[Start of Provided entries]

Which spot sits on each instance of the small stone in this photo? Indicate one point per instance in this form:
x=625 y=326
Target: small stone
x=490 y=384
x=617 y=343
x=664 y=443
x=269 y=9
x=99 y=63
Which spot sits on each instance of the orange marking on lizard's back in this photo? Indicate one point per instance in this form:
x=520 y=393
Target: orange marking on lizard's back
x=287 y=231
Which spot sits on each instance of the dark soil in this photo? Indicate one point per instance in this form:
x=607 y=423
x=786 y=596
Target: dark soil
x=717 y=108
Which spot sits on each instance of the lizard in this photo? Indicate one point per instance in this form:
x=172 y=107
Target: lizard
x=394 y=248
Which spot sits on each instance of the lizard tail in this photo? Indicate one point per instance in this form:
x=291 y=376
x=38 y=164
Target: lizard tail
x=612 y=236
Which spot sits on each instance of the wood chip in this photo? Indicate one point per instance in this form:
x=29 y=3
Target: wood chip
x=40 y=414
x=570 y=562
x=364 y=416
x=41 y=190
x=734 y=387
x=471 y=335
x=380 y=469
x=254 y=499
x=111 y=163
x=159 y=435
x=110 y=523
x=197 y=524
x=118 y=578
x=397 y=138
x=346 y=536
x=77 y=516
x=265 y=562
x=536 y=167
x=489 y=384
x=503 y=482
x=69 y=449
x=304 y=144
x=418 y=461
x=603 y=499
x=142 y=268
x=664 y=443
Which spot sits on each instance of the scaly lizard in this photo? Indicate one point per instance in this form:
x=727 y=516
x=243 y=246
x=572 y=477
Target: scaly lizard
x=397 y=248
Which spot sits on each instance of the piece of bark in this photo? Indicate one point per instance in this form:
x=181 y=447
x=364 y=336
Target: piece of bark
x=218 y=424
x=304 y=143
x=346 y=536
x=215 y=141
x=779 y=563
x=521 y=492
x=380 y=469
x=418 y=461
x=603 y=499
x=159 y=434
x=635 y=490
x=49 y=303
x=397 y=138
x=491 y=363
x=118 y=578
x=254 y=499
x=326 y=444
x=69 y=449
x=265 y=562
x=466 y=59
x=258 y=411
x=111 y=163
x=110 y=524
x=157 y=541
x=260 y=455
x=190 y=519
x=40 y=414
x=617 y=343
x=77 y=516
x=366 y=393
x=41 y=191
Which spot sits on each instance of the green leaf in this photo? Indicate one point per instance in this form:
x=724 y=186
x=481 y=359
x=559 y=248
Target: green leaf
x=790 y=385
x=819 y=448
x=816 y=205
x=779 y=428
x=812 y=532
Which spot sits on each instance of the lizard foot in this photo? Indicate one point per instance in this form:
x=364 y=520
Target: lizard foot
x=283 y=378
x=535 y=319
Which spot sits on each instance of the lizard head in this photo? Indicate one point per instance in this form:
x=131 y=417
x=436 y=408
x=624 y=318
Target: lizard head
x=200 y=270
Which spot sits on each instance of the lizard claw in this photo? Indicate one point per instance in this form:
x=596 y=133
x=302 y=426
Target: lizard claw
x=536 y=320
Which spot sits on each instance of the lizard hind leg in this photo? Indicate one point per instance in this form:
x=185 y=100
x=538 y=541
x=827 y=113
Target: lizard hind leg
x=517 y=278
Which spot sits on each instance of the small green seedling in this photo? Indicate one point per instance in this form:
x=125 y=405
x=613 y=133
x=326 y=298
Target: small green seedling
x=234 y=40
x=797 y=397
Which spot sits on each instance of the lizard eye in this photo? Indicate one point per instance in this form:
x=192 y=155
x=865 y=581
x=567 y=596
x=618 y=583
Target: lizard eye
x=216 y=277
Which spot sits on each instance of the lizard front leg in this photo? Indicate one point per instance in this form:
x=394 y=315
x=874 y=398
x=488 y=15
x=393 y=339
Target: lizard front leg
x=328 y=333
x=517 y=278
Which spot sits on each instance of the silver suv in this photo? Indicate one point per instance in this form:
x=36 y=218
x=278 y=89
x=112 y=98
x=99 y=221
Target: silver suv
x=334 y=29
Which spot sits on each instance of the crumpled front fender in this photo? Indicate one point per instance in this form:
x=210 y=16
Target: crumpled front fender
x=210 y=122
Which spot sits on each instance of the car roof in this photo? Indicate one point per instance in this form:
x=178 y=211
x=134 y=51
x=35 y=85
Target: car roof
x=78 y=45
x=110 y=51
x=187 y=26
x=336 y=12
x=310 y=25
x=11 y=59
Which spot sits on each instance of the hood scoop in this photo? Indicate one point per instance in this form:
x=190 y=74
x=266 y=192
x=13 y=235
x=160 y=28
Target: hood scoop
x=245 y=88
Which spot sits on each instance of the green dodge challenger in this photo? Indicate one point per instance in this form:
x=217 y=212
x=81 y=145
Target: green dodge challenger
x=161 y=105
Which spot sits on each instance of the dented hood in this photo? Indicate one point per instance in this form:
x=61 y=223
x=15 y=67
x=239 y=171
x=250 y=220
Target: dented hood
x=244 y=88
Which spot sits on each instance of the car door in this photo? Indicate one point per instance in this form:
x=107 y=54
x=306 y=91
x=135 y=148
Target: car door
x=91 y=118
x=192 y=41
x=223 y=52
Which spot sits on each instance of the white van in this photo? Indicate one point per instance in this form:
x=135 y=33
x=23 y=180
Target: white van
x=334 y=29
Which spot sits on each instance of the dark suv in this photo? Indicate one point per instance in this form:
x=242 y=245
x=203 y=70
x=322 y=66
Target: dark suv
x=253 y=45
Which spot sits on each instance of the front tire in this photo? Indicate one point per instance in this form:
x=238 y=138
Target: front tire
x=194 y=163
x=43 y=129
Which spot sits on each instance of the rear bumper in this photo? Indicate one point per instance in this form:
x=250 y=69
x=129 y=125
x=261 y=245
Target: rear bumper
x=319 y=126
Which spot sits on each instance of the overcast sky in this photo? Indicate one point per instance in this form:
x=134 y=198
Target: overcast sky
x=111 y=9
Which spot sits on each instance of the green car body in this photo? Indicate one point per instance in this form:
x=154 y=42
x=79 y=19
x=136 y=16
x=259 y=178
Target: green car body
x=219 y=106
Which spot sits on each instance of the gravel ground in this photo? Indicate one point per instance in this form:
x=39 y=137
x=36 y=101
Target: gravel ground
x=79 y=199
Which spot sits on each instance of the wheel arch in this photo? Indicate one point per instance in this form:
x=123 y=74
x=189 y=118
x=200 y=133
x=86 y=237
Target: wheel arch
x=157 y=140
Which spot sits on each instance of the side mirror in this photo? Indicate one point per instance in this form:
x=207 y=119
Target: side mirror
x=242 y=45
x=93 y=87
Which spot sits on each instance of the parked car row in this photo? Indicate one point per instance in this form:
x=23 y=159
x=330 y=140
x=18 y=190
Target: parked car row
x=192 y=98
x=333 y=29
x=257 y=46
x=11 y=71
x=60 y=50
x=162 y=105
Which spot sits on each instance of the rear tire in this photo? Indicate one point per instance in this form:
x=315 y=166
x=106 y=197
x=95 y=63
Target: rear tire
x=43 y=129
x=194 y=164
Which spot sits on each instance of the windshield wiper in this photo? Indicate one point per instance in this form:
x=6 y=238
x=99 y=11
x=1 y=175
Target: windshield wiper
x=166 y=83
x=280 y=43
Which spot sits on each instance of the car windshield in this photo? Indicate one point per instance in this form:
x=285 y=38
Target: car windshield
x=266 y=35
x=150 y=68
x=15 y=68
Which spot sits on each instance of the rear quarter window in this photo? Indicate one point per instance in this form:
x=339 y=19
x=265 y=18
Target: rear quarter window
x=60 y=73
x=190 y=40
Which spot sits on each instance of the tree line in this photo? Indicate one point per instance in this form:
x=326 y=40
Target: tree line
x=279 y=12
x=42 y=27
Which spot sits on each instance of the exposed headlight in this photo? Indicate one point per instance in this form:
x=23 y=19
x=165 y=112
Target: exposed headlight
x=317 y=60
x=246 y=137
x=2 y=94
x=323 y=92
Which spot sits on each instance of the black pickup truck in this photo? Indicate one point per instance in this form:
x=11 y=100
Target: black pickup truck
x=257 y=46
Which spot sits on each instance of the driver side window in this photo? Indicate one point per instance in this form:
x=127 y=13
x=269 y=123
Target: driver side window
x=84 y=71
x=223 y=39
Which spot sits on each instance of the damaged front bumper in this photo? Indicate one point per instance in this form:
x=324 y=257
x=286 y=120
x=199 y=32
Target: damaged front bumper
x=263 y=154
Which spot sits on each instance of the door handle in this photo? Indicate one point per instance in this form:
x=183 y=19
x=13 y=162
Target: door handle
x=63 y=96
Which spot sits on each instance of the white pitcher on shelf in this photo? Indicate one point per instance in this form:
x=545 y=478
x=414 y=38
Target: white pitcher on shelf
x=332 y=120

[End of Provided entries]
[Start of Provided entries]

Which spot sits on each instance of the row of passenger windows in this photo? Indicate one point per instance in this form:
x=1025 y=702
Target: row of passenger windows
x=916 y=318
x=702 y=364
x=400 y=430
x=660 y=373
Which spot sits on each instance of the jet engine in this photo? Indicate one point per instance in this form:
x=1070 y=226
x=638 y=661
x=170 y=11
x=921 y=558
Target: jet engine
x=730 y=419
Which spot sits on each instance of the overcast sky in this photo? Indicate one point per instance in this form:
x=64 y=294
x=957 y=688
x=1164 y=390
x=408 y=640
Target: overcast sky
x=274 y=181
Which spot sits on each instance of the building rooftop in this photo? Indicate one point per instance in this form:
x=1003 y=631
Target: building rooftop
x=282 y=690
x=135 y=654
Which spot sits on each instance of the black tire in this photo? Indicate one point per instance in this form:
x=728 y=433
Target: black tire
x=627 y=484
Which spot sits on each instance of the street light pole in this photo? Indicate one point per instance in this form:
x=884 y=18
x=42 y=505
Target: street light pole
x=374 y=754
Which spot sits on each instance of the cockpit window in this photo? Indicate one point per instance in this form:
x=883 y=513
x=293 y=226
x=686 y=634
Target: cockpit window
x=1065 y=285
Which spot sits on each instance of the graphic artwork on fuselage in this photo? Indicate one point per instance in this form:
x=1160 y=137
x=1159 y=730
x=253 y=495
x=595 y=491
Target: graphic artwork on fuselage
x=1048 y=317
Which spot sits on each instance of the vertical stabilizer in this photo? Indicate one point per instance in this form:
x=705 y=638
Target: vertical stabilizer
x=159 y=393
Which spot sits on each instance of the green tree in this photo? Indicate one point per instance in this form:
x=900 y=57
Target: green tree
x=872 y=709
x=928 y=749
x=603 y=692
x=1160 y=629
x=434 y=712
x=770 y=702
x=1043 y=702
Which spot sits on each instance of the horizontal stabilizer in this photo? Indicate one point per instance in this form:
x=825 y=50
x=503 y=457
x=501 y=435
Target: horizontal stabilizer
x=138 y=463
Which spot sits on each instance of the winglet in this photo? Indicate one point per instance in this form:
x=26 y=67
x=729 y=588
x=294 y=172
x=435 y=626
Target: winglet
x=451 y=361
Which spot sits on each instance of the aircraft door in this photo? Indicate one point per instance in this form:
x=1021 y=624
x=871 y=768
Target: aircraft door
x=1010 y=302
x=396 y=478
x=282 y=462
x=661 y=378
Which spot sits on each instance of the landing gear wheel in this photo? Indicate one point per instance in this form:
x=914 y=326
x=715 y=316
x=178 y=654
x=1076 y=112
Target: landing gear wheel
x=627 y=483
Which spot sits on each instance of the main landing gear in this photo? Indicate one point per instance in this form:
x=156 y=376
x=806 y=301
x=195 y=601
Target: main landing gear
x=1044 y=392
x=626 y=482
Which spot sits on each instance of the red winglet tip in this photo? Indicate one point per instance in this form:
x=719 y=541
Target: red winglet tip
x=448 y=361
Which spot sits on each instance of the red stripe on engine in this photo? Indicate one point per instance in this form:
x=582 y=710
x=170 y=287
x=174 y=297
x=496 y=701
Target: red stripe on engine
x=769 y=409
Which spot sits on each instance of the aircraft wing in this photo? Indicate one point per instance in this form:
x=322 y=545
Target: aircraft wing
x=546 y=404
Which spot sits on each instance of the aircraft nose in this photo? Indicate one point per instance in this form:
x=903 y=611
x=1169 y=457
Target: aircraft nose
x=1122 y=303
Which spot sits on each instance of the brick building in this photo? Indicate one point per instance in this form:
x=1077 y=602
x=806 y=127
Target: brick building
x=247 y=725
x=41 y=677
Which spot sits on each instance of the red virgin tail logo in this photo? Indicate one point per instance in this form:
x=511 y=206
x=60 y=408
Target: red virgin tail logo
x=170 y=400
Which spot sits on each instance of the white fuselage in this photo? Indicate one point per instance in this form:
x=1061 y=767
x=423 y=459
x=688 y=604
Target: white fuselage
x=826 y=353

[End of Provided entries]

Render the part of the listing that opens with the line containing "Which spot sits on each instance of the black pickup" and closes with the line containing "x=332 y=120" as a JSON list of strings, one string per line, with blank lines left out.

▶ [The completed task]:
[
  "Which spot sits on each instance of the black pickup truck in this photo? Indicate one point per instance in this form:",
  "x=11 y=100",
  "Target: black pickup truck",
  "x=257 y=46",
  "Which spot sits on each instance of the driver side window in this photo? Indicate one point per instance in this form:",
  "x=127 y=13",
  "x=269 y=123",
  "Target: driver side window",
  "x=84 y=71",
  "x=223 y=39",
  "Which spot sits on each instance of the damaged front bumper in this photo? Indicate one point per instance in this form:",
  "x=324 y=257",
  "x=286 y=120",
  "x=199 y=32",
  "Target: damaged front bumper",
  "x=263 y=154",
  "Which spot sits on each instance of the door handle in this photo? Indicate one point per instance in this form:",
  "x=183 y=19",
  "x=13 y=162",
  "Target: door handle",
  "x=63 y=96",
  "Which spot sits on each instance of the white pitcher on shelf in this photo? Indicate one point per instance in this form:",
  "x=545 y=478",
  "x=414 y=38",
  "Target: white pitcher on shelf",
  "x=332 y=120"
]